Document section.
[Start of section]

Sponsored Salesforce, Written by Tom Green, Ph.D.
Note: This is the first of a series of three articles by Dr. Green on Digital Transformation and SEM. The following two articles will appear in Connect in Fall 2022.
If you have ever read Jack Maguire’s article in the Boston College Bridge magazine in 1976, “To the organized, go the students,” you are likely stunned at how well it describes the underlying principles of Strategic Enrollment Management
(SEM) that we employ today. While there have been some changes since then, it is striking to see how much has not! This speaks to the constancy of our work in SEM: the need to align institutional mission, vision, and strengths with those we seek to
recruit and enroll; the critical role of pricing and aid in both initial and ongoing enrollment; the centrality of data and information flow to SEM; and the attention to transfer and retention (persistence and completion) that extends SEM beyond merely
improved marketing and recruitment initiatives.
These principles have continued to evolve over the past decades as more colleges and universities have turned to SEM to address their enrollment needs and pressures. While the initial focus is almost exclusively on how to market to and recruit more new
students as new institutions poke their noses under the SEM tent, their understanding of what SEM is - a concept and process that addresses the entire student lifecycle - is entirely logical. What started as a practice among private, independent colleges
and universities in the 1970s (very early visionaries) and 1980s (based on sharp drops in high school graduates and reliance upon the traditional in-person model) expanded to other institutional types in the 1990s. As Canadian and public American
universities took up an interest in SEM, the application of these principles had to shift to match the nuances and sometimes significant differences in funding mechanisms, marketing needs, geographic foci, etc. In addition, this century has seen an
explosion of interest among other institutional types - two-year, graduate and professional, minority-serving - and from countries around the globe. As each has applied SEM principles to their unique needs and educational contexts, SEM has evolved
and shifted to meet them. The principles remain solid, but the “how” of SEM planning, implementation, and execution has been as varied as the types, sizes, and locations of those applying them.

[End of section]

Provided material.
[Start of section]

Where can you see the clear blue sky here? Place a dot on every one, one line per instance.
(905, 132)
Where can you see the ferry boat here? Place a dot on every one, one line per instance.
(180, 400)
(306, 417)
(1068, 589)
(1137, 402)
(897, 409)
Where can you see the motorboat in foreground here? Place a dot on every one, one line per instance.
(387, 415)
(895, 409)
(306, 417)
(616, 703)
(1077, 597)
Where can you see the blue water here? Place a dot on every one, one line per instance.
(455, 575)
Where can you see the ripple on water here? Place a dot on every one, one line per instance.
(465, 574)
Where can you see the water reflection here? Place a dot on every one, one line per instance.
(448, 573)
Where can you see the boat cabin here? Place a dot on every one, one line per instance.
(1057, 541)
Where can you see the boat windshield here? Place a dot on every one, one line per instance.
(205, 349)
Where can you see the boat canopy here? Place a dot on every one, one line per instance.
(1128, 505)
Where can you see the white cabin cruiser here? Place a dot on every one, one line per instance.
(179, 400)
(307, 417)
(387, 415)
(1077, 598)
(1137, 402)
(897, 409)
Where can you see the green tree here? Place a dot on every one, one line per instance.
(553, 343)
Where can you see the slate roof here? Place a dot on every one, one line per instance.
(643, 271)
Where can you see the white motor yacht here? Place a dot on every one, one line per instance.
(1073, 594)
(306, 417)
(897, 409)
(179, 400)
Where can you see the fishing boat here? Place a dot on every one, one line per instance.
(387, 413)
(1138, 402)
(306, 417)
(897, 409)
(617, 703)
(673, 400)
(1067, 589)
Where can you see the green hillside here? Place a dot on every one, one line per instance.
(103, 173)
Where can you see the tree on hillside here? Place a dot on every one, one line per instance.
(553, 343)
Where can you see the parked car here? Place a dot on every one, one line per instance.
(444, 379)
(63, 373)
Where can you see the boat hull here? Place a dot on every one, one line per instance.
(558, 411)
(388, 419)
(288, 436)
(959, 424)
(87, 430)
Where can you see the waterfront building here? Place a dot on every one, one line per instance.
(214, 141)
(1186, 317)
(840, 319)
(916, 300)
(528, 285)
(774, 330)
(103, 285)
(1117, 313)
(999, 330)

[End of section]

Things to do.
**A.** Rewrite the article on Strategic Enrollment Management from "Sponsored Salesforce, Written" up to and including "in Fall 2022.", replacing "Fall 2022" with "Spring 2023".
**B.** List the aspects of the constancy of SEM work that the article on Strategic Enrollment Management names.
**C.** Take the article on Strategic Enrollment Management further, continuing from its final sentence.
The lines above stand apart from the article on Strategic Enrollment Management and are separate material.

Answer section.
**A.**
Sponsored Salesforce, Written by Tom Green, Ph.D.
Note: This is the first of a series of three articles by Dr. Green on Digital Transformation and SEM. The following two articles will appear in Connect in Spring 2023.

**B.**
- The need to align institutional mission, vision, and strengths with those we seek to recruit and enroll
- The critical role of pricing and aid in both initial and ongoing enrollment
- The centrality of data and information flow to SEM
- The attention to transfer and retention (persistence and completion) that extends SEM beyond merely improved marketing and recruitment initiatives

**C.**
So, where is SEM headed next? We are seeing clear signals that SEM is headed for an intersection with digital transformation initiatives. A 2022 research report on digital transformation in higher education cited the results of interviews with over 500
American college and university presidents, chancellors, and provosts. Top findings included 90% of the respondents noting that digital transformation was important or very important to the institution's future. Nearly as many, 88%, noted that the
pandemic had accelerated their needs for digital transformation. This same report cites a “gap” (p.10) between student expectations and colleges offering “strong digital programs” and that institutions have failed to grasp
“the full power and range of technology.” Faculty and students are ready, awaiting institutional capability and willingness to take on digital transformation initiatives.
The pandemic also created a new reality in student recruitment. The United States enjoyed the unique position of having access to names from testing services, often years before applications were accepted. Much of the marketing and recruitment communications
were based upon this availability. However, as testing became impossible in most areas, institutions considered whether or not they would require or even use test scores in the future. This jeopardizes the availability of testing names to start the
conversation with prospective students, especially for those institutions that are less familiar to students and their families but may be excellent matches for their educational needs. There has been some movement toward greater digital marketing
in recruitment, especially for adult learners, but this will become more central to recruiting all students, regardless of age, as colleges and universities are less able to rely upon a steady stream of contact names, years ahead of application season.
These two factors alone are likely enough to push SEM practice to consider how it will adapt and evolve to meet the digital environment. Added to them are the myriad processes exposed as overly manual and non-digital when the pandemic pushed all staff,
faculty, and students online. Colleges and universities reacted swiftly and were able to “band-aid” many of these processes. That helped, but a complete business process redesign will be needed to place a permanent fix onto those outdated,
cumbersome, manual processes.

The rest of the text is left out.